* [Tasks for this exercise]:
**a)** What minimum number of significant references must a proposal have, according to the advocates' checklist?
**b)** Copy word for word the passage of the advocates' checklist between "1. Is proposal" and "a similar nature?", inclusive.

* [Given text]:
= = = = =

Milestone-Proposal talk:Silica-based arrayed-waveguide grating (AWG) wavelength multi/demultiplexer

-- Administrator4 (talk) 12:24, 6 October 2023 (UTC)

Advocates’ Checklist

1. Is proposal for an achievement rather than for a person? If the citation includes a person's name, have the proposers provided the required justification for inclusion of the person's name?
2. Was proposed achievement a significant advance rather than an incremental improvement to an existing technology?
3. Were there prior or contemporary achievements of a similar nature?
4. Has the achievement truly led to a functioning, useful, or marketable technology?
5. Is proposal adequately supported by significant references (minimum of five) such as patents, contemporary newspaper articles, journal articles, or citations to pages in scholarly books? At least one of the references from a peer-reviewed scholarly book or journal article. The full text of the material, not just the references, shall be present. If the supporting texts are copyright-encumbered and cannot be posted on the ETHW for intellectual property reasons, the proposers shall email a copy to the History Center so that it can be forwarded to the advocate. If the advocate does not consider the supporting references sufficient, the advocate may ask the proposer(s) for additional ones.

= = = = =

[A series of records]
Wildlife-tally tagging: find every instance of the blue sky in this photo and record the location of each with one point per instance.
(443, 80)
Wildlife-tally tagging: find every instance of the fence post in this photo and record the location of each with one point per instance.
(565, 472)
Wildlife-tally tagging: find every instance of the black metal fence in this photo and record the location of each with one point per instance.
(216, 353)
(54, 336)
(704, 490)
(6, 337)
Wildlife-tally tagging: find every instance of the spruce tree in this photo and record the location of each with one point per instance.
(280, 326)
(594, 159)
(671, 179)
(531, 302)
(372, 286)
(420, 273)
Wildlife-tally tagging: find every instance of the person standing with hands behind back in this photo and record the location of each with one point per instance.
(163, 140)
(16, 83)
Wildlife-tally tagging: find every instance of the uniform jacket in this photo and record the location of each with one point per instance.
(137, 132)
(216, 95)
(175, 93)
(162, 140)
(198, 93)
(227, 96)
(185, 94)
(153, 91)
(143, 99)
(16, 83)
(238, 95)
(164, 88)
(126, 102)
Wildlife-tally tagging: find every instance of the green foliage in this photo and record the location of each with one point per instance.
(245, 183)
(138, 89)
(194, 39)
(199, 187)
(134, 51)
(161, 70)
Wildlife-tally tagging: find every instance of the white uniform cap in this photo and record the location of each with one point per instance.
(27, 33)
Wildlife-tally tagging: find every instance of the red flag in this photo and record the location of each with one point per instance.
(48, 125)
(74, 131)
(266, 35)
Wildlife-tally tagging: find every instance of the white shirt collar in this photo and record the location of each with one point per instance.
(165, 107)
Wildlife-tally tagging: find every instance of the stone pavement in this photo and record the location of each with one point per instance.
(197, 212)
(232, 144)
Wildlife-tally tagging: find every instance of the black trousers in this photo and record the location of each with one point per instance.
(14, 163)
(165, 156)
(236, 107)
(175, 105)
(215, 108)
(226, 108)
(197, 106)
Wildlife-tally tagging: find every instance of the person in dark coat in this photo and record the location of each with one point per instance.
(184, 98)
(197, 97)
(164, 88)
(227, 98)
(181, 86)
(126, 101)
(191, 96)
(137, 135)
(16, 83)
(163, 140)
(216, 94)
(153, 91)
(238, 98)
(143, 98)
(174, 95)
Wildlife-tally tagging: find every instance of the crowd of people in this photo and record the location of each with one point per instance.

= = = = =

* [Exercise solutions]:
**a)** Five.

**b)**
1. Is proposal for an achievement rather than for a person? If the citation includes a person's name, have the proposers provided the required justification for inclusion of the person's name?
2. Was proposed achievement a significant advance rather than an incremental improvement to an existing technology?
3. Were there prior or contemporary achievements of a similar nature?